## DOCUMENT EXCERPT:
......

In one example, some applications, relative to other applications, may require more CPU and GPU power. The sum of the power budgets for all of the processors may exceed the system power budget. If the application or mix of applications does create a maximum load on all processors, the frequency and voltage settings of the CPUs and GPUs may have to be scaled down, which results in performance which is lower than it would be when using fewer GPUs with higher performance settings.
In another example, some systems may have a lower performance CPU that is unable to utilize all the processing power of the GPUs. Dynamic power management features typically available in GPUs may scale down the frequency and voltage settings of the GPUs to reduce power consumption. However, it can still be higher than the power consumption of fewer GPUs running at a higher frequency and producing the same resulting performance.
SUMMARY OF EMBODIMENTS OF THE INVENTIONPower management for a processing system that has multiple processing units, (e.g., multiple graphics processing units (GPUs), is described herein. The processing system includes a power manager that obtains performance, power, operational or environmental data from a power management unit associated with each processor (e.g., GPU). The power manager determines, for example, an average value with respect to at least one of the performance, power, operational or environmental data. If the average value is below a predetermined threshold for a predetermined amount of time, then the power manager notifies a configuration manager to alter the number of active processors (e.g., GPUs), if possible. The power may then be distributed among the remaining GPUs or other processors, if beneficial for the operating and environmental conditions.
In an exemplary embodiment, a system for managing power includes a configuration manager that dispatches tasks to at least one active processor. The system further includes a power management unit that monitors performance of the at least one active processor and a power manager that receives at least one performance measurement from the power management unit. The power manager notifies the configuration manager to adjust the configuration of at least one portion of the at least one active processor in response to the at least one performance measurement, where adjusting the configuration of the at least one portion of the at least one active processor alters task dispatches to the at least one active processor.
A more detailed understanding may be had from the following description, given by way of example in conjunction with the accompanying drawings, wherein:
The CPU 110 may include a configuration manager 125 connected to a power manager 130. The configuration manager 125 and power manager 130 are each connected to driver 135 and driver 140, respectively. The drivers 135 and 140 are in turn connected to GPU1 115 and GPU2 120, respectively. The drivers 135 and 140 may comprise instances of a program running on the CPU 110 that handles operations specific to GPU1 115 and GPU2 120, respectively. In an embodiment, the drivers 135 and 140 control the operation of GPU1 115 and GPU2 120, respectively. In general, the number of drivers may correspond to the number of the GPUs in the system 100.

......

Records from a pointing dataset
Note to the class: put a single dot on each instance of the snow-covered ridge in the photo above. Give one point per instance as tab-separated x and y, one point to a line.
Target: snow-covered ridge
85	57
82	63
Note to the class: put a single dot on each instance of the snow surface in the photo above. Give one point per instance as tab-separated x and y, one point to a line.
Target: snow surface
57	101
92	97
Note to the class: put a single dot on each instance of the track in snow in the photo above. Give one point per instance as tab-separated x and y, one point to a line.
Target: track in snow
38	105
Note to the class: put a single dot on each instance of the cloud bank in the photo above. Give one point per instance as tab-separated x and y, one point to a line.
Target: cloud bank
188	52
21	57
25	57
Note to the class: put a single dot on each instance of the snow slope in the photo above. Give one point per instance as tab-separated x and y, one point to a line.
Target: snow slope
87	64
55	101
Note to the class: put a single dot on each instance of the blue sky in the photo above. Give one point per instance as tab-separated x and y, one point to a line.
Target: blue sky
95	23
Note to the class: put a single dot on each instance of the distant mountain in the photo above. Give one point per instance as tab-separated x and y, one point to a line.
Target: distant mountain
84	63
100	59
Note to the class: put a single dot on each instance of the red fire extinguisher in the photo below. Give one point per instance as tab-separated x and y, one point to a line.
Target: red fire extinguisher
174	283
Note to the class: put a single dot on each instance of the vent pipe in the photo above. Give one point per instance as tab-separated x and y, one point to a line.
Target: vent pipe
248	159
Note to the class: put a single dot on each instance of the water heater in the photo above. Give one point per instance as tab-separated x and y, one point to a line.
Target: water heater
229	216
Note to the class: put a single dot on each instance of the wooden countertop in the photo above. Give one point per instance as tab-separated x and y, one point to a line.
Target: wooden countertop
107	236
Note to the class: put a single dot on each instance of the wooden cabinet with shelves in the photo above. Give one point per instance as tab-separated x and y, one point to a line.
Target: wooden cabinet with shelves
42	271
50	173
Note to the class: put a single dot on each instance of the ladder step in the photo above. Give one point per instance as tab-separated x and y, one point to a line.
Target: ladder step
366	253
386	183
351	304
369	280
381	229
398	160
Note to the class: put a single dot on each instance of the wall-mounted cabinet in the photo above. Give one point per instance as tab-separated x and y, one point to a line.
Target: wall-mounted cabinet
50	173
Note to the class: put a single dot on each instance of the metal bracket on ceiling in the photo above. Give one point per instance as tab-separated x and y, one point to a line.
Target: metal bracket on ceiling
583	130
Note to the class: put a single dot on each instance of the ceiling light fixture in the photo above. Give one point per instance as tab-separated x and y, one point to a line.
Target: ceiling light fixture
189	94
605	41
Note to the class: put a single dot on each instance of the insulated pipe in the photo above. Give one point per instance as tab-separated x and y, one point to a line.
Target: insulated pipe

......

## DIRECTION 1:
Gather every line of the entries that contains the string "wooden", matching case exactly.
## DIRECTION 2:
Write the next part of the excerpt on multi-GPU power management, beginning after its final sentence.
The excerpt on multi-GPU power management and the entries are unrelated, separate material.

## EXERCISE RESULT 1:
Note to the class: put a single dot on each instance of the wooden countertop in the photo above. Give one point per instance as tab-separated x and y, one point to a line.
Target: wooden countertop
Note to the class: put a single dot on each instance of the wooden cabinet with shelves in the photo above. Give one point per instance as tab-separated x and y, one point to a line.
Target: wooden cabinet with shelves

## EXERCISE RESULT 2:
The configuration manager 125 receives information about applications launched on the system 100. The configuration manager 125 may dispatch graphics tasks to GPU(s) based on information associated with each task.
As described herein below, the power manager 130 monitors system power events, such as power source, (including battery charge status), power policy changes, GPU power, and thermal status, and controls the power state configuration of each GPU. When the configuration manager 125 makes a decision to use a particular GPU, it requests power manager 130 to bring the GPU into operating mode. If the current system thermal and power conditions allow using this GPU, power manager 130 switches the operating mode of the particular GPU. Otherwise the power manager 130 reports back to the configuration manager 125 that the GPU is currently unavailable.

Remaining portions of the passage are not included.